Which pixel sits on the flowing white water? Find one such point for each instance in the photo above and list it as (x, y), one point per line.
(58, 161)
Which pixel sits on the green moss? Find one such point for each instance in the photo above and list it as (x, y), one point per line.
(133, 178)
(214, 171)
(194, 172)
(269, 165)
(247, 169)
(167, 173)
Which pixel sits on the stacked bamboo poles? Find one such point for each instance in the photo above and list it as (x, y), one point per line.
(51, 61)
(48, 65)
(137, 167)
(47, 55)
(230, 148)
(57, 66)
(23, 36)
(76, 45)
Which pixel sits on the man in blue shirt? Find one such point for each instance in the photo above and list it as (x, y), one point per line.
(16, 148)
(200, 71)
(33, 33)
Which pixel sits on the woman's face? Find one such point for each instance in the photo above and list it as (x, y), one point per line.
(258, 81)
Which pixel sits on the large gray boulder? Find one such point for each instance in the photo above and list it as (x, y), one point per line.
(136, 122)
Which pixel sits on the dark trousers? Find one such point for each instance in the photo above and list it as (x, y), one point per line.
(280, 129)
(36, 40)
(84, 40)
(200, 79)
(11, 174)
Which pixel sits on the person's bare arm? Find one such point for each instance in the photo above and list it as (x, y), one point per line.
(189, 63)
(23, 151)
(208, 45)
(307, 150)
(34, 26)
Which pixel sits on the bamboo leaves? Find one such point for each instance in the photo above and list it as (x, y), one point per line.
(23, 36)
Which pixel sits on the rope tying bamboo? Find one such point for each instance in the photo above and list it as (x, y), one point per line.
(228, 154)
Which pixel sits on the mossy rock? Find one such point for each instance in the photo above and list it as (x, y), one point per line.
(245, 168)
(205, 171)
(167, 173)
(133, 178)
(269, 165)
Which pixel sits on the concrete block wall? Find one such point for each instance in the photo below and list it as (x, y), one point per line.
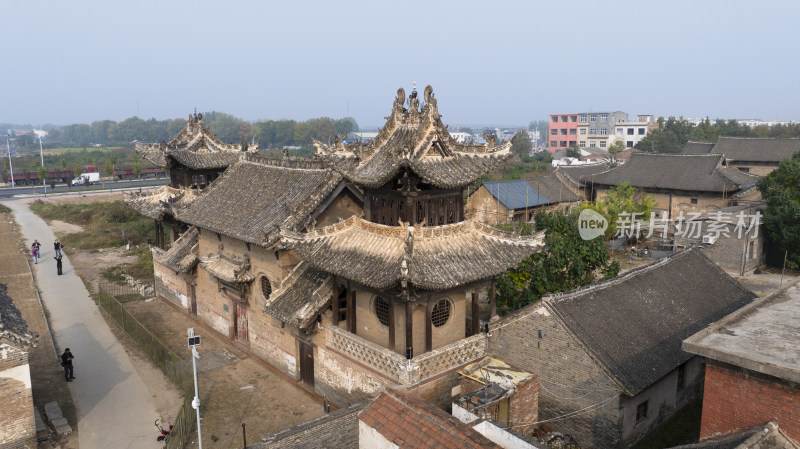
(17, 422)
(737, 399)
(569, 379)
(664, 399)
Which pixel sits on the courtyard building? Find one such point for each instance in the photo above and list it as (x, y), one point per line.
(350, 272)
(756, 155)
(752, 367)
(608, 356)
(680, 184)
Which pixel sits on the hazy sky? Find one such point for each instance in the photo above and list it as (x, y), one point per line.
(489, 62)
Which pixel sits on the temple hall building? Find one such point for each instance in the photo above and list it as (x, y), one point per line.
(352, 271)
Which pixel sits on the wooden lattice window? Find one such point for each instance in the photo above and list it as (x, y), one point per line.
(440, 313)
(382, 310)
(266, 287)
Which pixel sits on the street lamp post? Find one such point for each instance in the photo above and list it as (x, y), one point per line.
(41, 154)
(10, 166)
(194, 342)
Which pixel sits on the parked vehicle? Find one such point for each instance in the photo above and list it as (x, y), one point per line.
(86, 178)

### Task statement
Reproduce all of the lines above word for word, leaving out the pictures.

### Written solution
Which pixel sits on the flowing white water? Find one such point for each instance in the photo above and list it as (x, y), one point per line.
(58, 161)
Which pixel sits on the green moss? Find one such point for each instance in the photo above and list it as (x, y), one point per line.
(133, 178)
(214, 171)
(194, 172)
(269, 165)
(247, 169)
(167, 173)
Which pixel sits on the stacked bamboo poles? Find one such point for each instance in the photo above and list it as (x, y), one point per line.
(51, 61)
(48, 65)
(137, 167)
(47, 55)
(230, 148)
(57, 66)
(23, 36)
(76, 45)
Which pixel sits on the man in blue shirt? Find one such point for each instance in the photo above and list it as (x, y), one point per line.
(16, 148)
(200, 71)
(33, 33)
Which pixel sits on the woman's face? Find one such point for each instance in the photo above and list it as (x, y), one point per line.
(258, 81)
Which pixel sits on the large gray boulder? Find one such point for each instance in the photo above and list it as (x, y), one point per line.
(136, 122)
Which pixel sits on the dark trousers? Find one such point for each instance in the photo above and list it as (x, y), one point per line.
(280, 129)
(36, 40)
(84, 40)
(200, 79)
(11, 174)
Which pixel sits on the person's bare arm? Find one such point for each instance in the photo above and list it as (x, y), one point per line.
(189, 63)
(23, 151)
(208, 45)
(307, 150)
(34, 26)
Which pixel sits on the bamboo leaves? Find one such point for each instance in the photo above and list it as (x, y), one point per line.
(23, 36)
Which pixel sits on the rope tying bamboo? Find one such point for each instance in the photo above and list it as (x, y), one point per line.
(228, 154)
Which pixel sits on the mossy rock? Find one such point for each instance in the photo above and list it as (x, y), one point per line.
(245, 168)
(205, 171)
(167, 173)
(133, 178)
(269, 165)
Which pixel sits on the concrete block wall? Find one such point for each instance in the photo below and list it as (x, y), one point per line.
(17, 422)
(737, 399)
(569, 379)
(664, 399)
Which pixel sits on the courtyard building? Find one such point for each instance in the photo above and list it as (x, y), one point per line.
(350, 272)
(756, 155)
(752, 367)
(608, 356)
(680, 184)
Which pixel sits on the hazy sky? Find one such point for each instance in the photo above and list it as (x, y), one point per line.
(489, 62)
Which pixel sits on the temple hall building? Find one such point for each instance in the photo above and list it as (x, y), one point per line.
(352, 271)
Which pixel sits on the wooden lattice window? Find one such point for each instance in the photo above and list it as (x, y), one point per line.
(440, 313)
(382, 310)
(266, 287)
Which pixel sits on the street lamp post? Find one such point for each instance in the photo above and list it as (x, y), one point per line.
(41, 154)
(10, 166)
(194, 342)
Which pixel sits on the parked vehicle? Find one such point for each instance in the photo above and list it as (x, y), one point per line.
(86, 178)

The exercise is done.